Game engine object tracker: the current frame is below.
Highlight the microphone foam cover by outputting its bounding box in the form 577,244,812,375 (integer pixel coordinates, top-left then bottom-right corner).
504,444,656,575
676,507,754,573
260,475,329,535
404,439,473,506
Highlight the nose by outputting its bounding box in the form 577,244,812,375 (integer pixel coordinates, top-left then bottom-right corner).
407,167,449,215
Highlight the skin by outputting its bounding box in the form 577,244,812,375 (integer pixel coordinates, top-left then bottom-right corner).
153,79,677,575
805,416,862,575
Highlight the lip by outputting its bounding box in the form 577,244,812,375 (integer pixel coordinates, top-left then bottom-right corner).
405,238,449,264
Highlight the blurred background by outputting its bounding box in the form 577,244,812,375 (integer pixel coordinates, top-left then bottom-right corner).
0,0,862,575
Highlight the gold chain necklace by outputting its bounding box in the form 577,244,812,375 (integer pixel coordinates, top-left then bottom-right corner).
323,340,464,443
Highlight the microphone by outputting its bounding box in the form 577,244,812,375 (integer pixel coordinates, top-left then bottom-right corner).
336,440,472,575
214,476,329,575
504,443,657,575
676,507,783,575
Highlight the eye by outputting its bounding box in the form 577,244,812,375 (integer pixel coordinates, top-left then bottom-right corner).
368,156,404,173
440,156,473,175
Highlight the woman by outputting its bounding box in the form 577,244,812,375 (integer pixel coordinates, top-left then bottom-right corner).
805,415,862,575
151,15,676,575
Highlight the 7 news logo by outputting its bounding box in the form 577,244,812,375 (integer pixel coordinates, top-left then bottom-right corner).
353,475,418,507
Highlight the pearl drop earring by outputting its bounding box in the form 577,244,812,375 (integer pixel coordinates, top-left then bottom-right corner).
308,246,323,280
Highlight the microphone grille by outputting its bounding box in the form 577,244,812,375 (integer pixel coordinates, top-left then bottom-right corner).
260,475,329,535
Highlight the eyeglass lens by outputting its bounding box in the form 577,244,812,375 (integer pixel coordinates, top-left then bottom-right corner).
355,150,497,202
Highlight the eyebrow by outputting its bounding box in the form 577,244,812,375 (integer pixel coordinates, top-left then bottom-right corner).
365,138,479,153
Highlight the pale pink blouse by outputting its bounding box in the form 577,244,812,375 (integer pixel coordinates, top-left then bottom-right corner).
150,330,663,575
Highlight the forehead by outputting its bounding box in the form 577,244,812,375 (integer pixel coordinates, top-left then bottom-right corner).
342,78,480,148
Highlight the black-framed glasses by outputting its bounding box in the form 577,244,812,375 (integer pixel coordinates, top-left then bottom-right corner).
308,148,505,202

....

_OBJECTIVE_
Rewrite all the records above, putting "Outline" wherever "Highlight" appears and leaving everything else unchanged.

_ANSWER_
Game engine object tracker: the current frame is below.
Outline the microphone foam cover by outputting its bounding box in the form 577,244,812,375 (integer pixel coordinates, top-left then bottom-right corner).
504,444,656,575
676,507,754,573
260,475,329,535
404,439,473,506
Outline the nose by outputting its bounding box in the form 577,244,812,375 (integer pixel coordinates, top-left then bottom-right corner).
407,167,449,215
Outline the skin by outputting its bounding box in the form 577,244,812,375 (integer pixel coordinates, top-left then bottom-right corner).
153,79,677,575
805,416,862,575
Outline the lip by outputting its bounding box in the form 577,244,812,375 (integer pixel coordinates, top-left then bottom-right corner).
405,238,449,264
Outline the blurred background by outputting its bounding box in the form 577,244,812,375 (integer pixel coordinates, top-left then bottom-right corner).
0,0,862,575
Outline the gold chain necklace by outputting its bounding box in the form 577,244,812,375 (integer pixel coordinates, top-left then bottom-right corner).
323,340,464,443
Outline the microphone by outputting its bounding box in the form 577,244,812,375 (integer pixel coordinates, top-left then bottom-right corner).
336,440,472,575
214,476,329,575
504,443,657,575
676,507,783,575
Outline the eye by outputting its bounding box in the form 577,244,812,375 (integer pixel coordinates, top-left then bottom-right corner).
368,156,404,173
440,156,473,175
Outline the woman by outputting its bounding box in the form 577,244,812,375 (integer pixel coordinates, top-left then bottom-right corner).
805,415,862,575
151,15,676,575
Outline the 7 news logo by outputting its bounding box in the form 577,244,812,375 (integer pixel coordinates, top-left then bottom-right corner).
353,475,418,507
Outline the pearl drop earring by outputting its bounding box in the form 577,244,812,375 (integer pixel coordinates, top-left then bottom-right corner).
308,246,323,280
Outline the microphone grille by outputting its bounding box in the form 577,244,812,375 (integer pixel coordinates, top-left then bottom-right corner).
260,475,329,535
Outline the eyeglass lens by outputting its bounding box in the form 577,244,812,375 (integer pixel coordinates, top-left then bottom-right corner).
355,150,497,202
Outline the eyebrow by outputting its bounding box in the form 577,244,812,375 (integer pixel coordinates, top-left then bottom-right corner).
365,138,479,153
Outline the pale pink blouse by outputting its bounding box in the form 577,244,812,375 (integer pixel coordinates, top-left then bottom-right corner).
150,330,663,575
Outline the forehead by outputting its bounding box in the form 577,244,812,375 (integer pixel coordinates, top-left then bottom-right corner).
342,78,480,148
Outline the black-framed glasses by outputting its bounding box in the form 577,244,812,375 (integer pixel coordinates, top-left then bottom-right corner).
308,148,505,202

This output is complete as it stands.